• Problem details: Convert the entries into a JSON list of strings with one string per line, leaving out blank lines. Begin at the line that contains "hillside, placing a dot on each." and stop after the line that contains "(1035, 445)".

◆ ◆ ◆ ◆

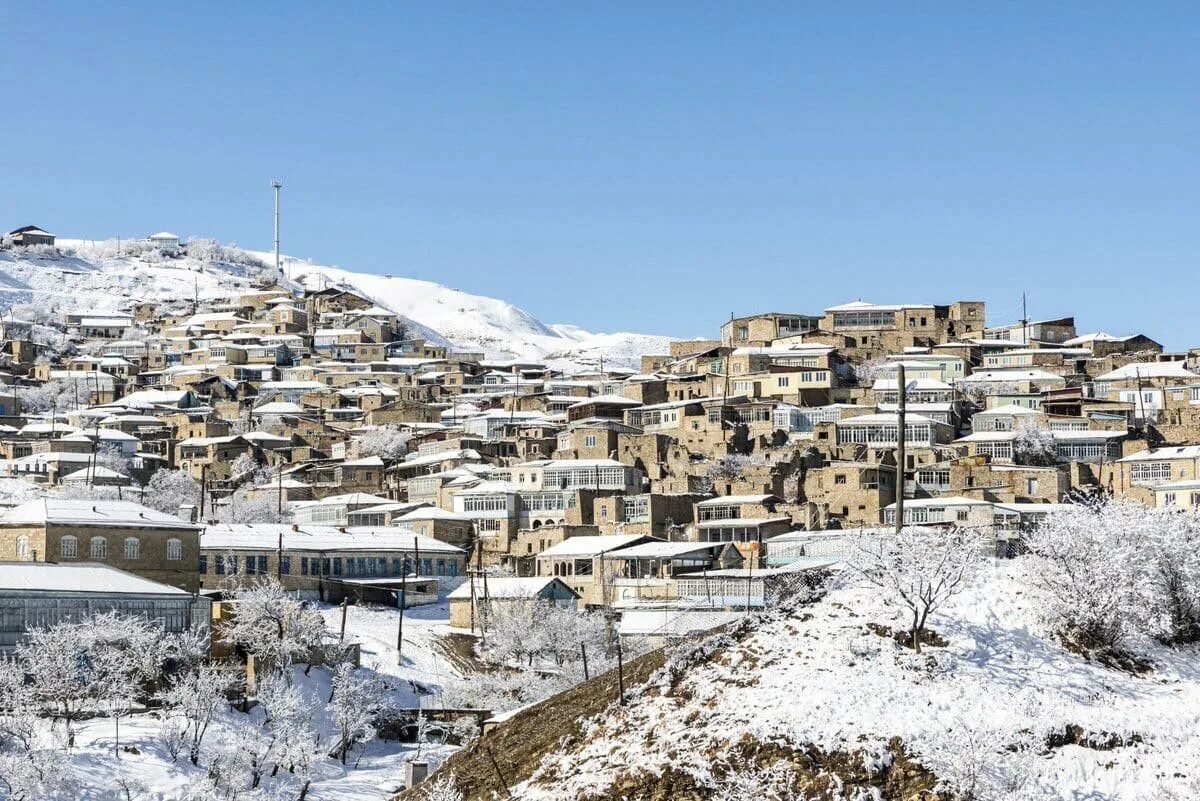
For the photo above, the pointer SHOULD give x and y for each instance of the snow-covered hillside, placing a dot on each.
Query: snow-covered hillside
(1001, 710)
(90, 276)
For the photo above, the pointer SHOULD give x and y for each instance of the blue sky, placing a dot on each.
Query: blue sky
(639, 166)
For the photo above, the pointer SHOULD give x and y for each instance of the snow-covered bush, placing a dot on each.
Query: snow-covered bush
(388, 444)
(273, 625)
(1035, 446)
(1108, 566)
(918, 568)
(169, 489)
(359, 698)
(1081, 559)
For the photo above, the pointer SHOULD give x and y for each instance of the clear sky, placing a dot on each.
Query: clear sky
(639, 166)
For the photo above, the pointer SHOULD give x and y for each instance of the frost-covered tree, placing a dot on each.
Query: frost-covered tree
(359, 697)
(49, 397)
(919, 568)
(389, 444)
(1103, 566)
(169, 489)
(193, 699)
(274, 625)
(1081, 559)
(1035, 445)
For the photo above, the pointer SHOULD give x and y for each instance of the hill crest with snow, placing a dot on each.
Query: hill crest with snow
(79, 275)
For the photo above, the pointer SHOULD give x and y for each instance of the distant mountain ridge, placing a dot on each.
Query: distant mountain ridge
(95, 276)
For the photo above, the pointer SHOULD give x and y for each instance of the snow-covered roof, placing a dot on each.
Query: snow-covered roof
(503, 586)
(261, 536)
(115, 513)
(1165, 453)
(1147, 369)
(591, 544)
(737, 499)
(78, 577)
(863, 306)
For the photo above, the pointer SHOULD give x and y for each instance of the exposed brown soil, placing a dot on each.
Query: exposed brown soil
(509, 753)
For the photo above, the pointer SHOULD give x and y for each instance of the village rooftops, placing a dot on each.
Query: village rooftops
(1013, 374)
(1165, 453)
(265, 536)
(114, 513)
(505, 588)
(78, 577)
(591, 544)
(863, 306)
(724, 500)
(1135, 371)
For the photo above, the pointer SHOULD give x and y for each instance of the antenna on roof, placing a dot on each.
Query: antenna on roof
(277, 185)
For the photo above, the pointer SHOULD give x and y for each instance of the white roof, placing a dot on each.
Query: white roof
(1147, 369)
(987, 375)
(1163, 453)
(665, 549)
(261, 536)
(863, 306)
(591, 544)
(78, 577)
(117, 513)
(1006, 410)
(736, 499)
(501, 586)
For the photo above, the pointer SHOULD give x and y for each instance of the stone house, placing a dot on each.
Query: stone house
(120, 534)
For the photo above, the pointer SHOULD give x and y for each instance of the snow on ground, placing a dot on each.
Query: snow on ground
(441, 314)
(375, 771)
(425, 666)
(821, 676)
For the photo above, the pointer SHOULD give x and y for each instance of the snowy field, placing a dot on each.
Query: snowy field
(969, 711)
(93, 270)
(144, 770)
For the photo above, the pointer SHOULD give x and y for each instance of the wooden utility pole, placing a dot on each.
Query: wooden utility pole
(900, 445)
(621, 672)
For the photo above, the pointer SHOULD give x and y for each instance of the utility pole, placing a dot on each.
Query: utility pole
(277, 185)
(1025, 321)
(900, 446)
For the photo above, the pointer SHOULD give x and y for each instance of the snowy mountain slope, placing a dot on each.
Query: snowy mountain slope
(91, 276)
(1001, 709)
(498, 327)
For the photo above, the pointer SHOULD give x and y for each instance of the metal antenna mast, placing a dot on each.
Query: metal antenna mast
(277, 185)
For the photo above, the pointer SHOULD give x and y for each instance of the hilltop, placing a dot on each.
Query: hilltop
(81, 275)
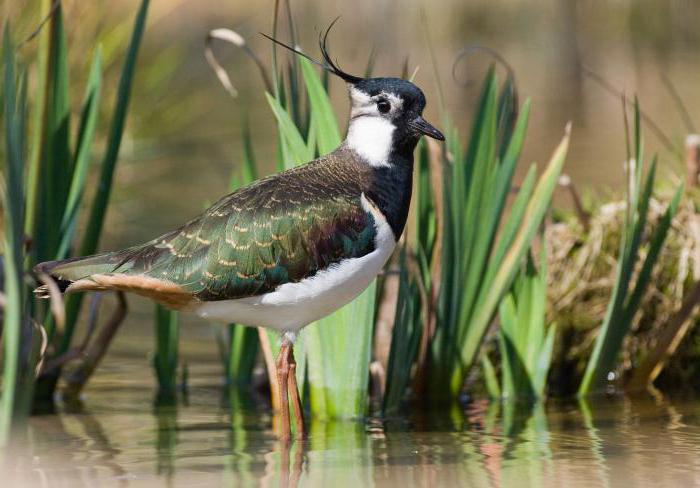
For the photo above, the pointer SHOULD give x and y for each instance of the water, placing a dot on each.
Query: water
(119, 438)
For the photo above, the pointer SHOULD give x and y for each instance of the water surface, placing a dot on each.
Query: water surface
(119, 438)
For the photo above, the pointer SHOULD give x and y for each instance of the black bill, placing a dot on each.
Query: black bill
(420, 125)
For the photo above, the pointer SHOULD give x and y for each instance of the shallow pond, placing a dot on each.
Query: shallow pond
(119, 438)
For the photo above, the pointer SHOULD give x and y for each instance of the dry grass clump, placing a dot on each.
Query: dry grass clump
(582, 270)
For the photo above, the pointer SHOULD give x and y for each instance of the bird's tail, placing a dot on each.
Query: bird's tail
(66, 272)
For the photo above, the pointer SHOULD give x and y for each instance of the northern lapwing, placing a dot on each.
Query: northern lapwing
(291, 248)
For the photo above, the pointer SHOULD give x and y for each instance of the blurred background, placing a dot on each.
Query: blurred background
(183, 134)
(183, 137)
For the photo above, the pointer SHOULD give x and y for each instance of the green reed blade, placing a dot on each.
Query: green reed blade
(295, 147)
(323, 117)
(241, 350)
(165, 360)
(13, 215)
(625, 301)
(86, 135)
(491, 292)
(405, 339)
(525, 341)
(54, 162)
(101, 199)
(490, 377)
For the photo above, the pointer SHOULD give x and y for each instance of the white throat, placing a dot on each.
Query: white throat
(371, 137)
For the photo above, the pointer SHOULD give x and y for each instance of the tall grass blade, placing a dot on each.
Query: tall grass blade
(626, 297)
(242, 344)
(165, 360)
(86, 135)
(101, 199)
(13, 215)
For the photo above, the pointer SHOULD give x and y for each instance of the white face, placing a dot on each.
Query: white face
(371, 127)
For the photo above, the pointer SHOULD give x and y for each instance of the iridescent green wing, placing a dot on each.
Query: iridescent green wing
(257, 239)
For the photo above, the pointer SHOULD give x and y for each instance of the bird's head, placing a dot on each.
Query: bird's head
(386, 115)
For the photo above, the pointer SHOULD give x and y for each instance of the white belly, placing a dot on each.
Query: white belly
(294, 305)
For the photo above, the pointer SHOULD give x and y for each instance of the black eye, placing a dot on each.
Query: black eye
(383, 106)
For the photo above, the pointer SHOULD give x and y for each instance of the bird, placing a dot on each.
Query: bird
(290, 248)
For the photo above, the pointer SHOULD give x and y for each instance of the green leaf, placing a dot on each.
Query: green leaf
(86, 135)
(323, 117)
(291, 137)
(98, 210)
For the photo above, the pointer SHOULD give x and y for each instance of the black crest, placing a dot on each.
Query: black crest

◆ ◆ ◆ ◆

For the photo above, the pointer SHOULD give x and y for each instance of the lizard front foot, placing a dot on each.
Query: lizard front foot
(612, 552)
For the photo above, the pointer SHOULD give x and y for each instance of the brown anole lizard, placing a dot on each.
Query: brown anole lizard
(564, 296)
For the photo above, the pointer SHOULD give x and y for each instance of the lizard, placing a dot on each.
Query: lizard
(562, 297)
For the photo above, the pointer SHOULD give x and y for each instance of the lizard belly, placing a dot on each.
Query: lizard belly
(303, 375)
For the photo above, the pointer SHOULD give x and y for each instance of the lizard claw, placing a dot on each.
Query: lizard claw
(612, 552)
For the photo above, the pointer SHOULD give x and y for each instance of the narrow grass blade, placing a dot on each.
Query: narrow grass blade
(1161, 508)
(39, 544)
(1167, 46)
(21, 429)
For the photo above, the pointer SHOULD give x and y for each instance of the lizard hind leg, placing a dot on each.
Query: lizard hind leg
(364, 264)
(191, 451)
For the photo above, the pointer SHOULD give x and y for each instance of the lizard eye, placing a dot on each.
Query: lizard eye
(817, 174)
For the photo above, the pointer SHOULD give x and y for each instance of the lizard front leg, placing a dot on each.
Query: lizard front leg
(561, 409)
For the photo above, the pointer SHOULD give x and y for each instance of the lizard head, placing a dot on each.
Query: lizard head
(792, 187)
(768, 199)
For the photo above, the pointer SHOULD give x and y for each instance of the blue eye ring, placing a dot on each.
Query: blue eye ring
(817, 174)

◆ ◆ ◆ ◆

• Solution for this problem:
[
  "For the photo above, the pointer SHOULD give x and y for each instance of the snow-covered hillside, placing a dot on each.",
  "Query: snow-covered hillside",
  "(1001, 710)",
  "(90, 276)",
  "For the photo above, the pointer SHOULD give x and y for each instance of the blue sky, placing a dot on each.",
  "Query: blue sky",
  "(639, 166)",
  "For the photo above, the pointer SHOULD give x and y for each instance of the snow-covered bush, placing a dot on each.",
  "Query: snow-covered bush",
  "(388, 444)",
  "(273, 625)",
  "(1035, 446)",
  "(1108, 566)",
  "(918, 568)",
  "(169, 489)",
  "(359, 698)",
  "(1081, 559)",
  "For the photo above, the pointer SHOULD give x and y for each instance of the clear sky, placing a dot on each.",
  "Query: clear sky",
  "(639, 166)",
  "For the photo above, the pointer SHOULD give x and y for each instance of the frost-covered tree, placing a dot on each.",
  "Query: frost-covered tree",
  "(359, 697)",
  "(49, 397)",
  "(919, 568)",
  "(389, 444)",
  "(1103, 566)",
  "(169, 489)",
  "(193, 699)",
  "(274, 625)",
  "(1081, 559)",
  "(1035, 445)"
]